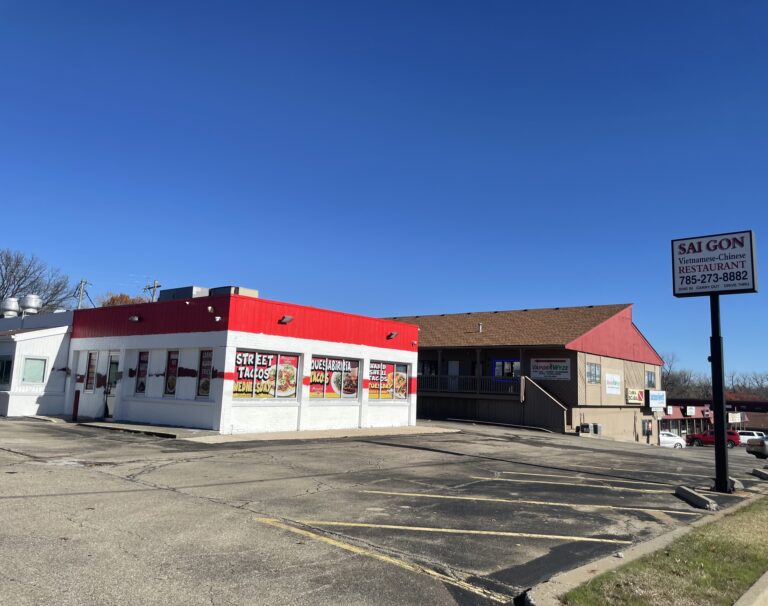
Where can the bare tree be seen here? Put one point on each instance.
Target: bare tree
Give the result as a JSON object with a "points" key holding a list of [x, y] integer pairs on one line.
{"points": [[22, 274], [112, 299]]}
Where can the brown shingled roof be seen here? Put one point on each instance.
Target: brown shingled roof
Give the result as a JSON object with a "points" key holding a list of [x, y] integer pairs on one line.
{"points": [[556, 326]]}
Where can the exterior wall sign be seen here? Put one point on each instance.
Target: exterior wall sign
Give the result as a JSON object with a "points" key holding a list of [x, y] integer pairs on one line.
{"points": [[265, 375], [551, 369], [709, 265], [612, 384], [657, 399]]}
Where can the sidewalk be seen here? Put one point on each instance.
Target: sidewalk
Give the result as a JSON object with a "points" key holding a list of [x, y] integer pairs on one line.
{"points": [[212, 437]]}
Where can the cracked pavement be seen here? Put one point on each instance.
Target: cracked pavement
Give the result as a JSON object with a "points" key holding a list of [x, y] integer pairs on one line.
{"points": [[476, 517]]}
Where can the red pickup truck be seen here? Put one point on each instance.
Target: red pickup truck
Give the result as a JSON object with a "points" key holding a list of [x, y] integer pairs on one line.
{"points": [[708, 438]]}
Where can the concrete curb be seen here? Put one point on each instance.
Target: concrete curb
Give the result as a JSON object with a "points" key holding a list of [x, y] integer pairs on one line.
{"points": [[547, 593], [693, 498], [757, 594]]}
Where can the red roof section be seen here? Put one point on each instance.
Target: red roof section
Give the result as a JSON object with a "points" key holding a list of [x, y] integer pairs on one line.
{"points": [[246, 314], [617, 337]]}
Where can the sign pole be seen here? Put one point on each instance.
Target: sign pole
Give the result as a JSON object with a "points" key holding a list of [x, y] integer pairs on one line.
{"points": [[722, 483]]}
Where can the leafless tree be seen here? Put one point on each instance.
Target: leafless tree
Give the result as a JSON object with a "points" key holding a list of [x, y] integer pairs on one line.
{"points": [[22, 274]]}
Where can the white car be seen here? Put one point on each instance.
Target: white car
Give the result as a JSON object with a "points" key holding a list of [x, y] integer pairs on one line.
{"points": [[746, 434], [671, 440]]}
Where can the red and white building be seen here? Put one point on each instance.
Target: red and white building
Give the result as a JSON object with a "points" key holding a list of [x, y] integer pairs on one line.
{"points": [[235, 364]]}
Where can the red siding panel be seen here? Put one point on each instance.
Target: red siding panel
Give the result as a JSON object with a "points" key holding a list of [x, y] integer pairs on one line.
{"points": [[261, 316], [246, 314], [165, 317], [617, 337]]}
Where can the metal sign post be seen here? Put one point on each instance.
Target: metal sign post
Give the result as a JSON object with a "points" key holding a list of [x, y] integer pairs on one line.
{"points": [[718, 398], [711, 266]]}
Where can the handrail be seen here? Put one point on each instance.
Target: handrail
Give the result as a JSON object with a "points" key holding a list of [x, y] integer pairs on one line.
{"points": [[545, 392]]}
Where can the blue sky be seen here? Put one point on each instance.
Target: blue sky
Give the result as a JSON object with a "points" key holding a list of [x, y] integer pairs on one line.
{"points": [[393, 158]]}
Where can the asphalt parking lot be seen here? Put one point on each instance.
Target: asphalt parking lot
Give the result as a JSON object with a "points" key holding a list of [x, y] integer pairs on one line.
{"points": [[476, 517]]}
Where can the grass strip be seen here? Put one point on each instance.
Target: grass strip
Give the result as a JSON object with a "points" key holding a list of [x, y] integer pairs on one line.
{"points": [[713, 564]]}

———

# TASK REQUIREMENTS
Render every line of the records above as a Markdown table with an Index column numbering the rows and a Line column, skipping blank lines. Leave the pictures out.

# EXERCISE RESPONSE
| Index | Line |
|---|---|
| 1 | Where can the bare tree be seen here? Put one point on each instance. |
| 2 | Target: bare tree |
| 3 | Give the result as a JSON object with a "points" key holding a list of [x, y] integer pairs on one line. |
| 4 | {"points": [[22, 274], [112, 299]]} |
| 5 | Where can the brown shingled roof be seen here? Put one point on each instance. |
| 6 | Target: brown shingled roof |
| 7 | Give the result as a JSON object with a "points" key holding a list of [x, y] integer pairs on one line. |
| 8 | {"points": [[556, 326]]} |
| 9 | Where can the exterior wall sign be seen here? Put one point on each instance. |
| 10 | Target: exterior wall sign |
| 11 | Give the result as a JSON object with a "points" key holding a list of [x, y] integer pairs on one line. |
| 12 | {"points": [[265, 375], [551, 369], [709, 265], [612, 384], [657, 399]]} |
| 13 | Where can the sidewalk be seen here? Put one point on each instance. |
| 14 | Target: sidewalk |
| 15 | Give the result as a JSON object with a "points" key holding a list of [x, y] integer pairs on one line. |
| 16 | {"points": [[212, 437]]} |
| 17 | Where can the cracked pavement be seen here? Put one point on each instance. |
| 18 | Target: cracked pavement |
| 19 | Give the result as a JSON object with a "points" key holding a list of [x, y] integer pairs on one line. |
| 20 | {"points": [[476, 517]]} |
| 21 | Where can the red pickup truck be seen here? Put one point on each instance. |
| 22 | Target: red pickup truck |
| 23 | Give the result as a JSON object with a "points" key holding a list of [x, y] integer pairs on one line. |
| 24 | {"points": [[708, 438]]} |
| 25 | Where can the concrete curb be seen here? Put one point on each instance. |
| 26 | Target: concrete curb |
| 27 | Give the result as a JSON object with a "points" key holding a list of [x, y] integer pairs on one line. |
| 28 | {"points": [[547, 593], [693, 498], [757, 594]]} |
| 29 | Where can the red roof section be seen here? Put one point on each instance. |
| 30 | Target: red roof section |
| 31 | Give the result as a JSON object with a "points" key holding a list of [x, y] integer pairs on one line. |
| 32 | {"points": [[246, 314], [617, 337]]} |
| 33 | Where can the sign pole be seen here? Put one point on each instance. |
| 34 | Target: sign pole |
| 35 | Give the result as a JSON object with a "points" key holding a list of [x, y] integer pairs on one line. |
| 36 | {"points": [[722, 483]]} |
| 37 | Where can the leafless tree be seen here? Put one point on each instance. |
| 38 | Target: leafless tree |
| 39 | Give the result as a JSON object with a "points" key holding a list of [x, y] integer pairs on one line. |
| 40 | {"points": [[22, 274]]} |
| 41 | Where can the white car be seen here? Put one point on each instance. |
| 42 | Target: white car |
| 43 | Give the result as a JSON object with a "points" key holding a list of [x, y] integer pairs on one line. |
| 44 | {"points": [[746, 434], [671, 440]]} |
| 45 | Where can the red and white building be seen here? Put one point on each instance. |
| 46 | Target: red and white building |
| 47 | Give the result as a JSON object with a "points" key holding a list of [x, y] integer pairs on one line. |
| 48 | {"points": [[235, 364]]} |
| 49 | Where can the red siding panel be seen here? Put one point on each instance. |
| 50 | Target: red siding panel |
| 51 | Give the result as a JSON object with a "points" key holding a list of [x, y] integer pairs on one line. |
| 52 | {"points": [[261, 316], [246, 314], [165, 317], [617, 337]]} |
| 53 | Where can the metal sign post be seen here? Put one point on each instance. |
| 54 | Target: metal sign post |
| 55 | Give the result as a JSON object with a "points" key holding a list of [x, y] integer pairs on one line. |
| 56 | {"points": [[718, 398], [711, 266]]} |
| 57 | Where can the handrail be seen here? Put one point on each instance. |
| 58 | Target: handrail |
| 59 | Give the result as a JSON object with a "points" key holding a list of [x, y] integer pairs on one line. |
| 60 | {"points": [[545, 392]]} |
| 61 | Where can the blue sky be seen here? Put one point on each instance. |
| 62 | Target: blue sky |
| 63 | Give the result as a JSON object with a "points" key holding a list of [x, y] integer pairs on one line. |
| 64 | {"points": [[393, 158]]} |
| 65 | Where can the asphalt parking lot be seen here? Put one point on each instance. |
| 66 | Target: asphalt parking lot |
| 67 | Give the result as a JSON object with a "points" key holding a list of [x, y] integer pairs on one line. |
| 68 | {"points": [[476, 517]]} |
| 69 | Where can the grass strip be seen here? Put one point on each instance. |
| 70 | Target: grass strip |
| 71 | Give the result as a JSON object with a "points" key holding a list of [x, y] integer pairs on one line. |
| 72 | {"points": [[713, 564]]} |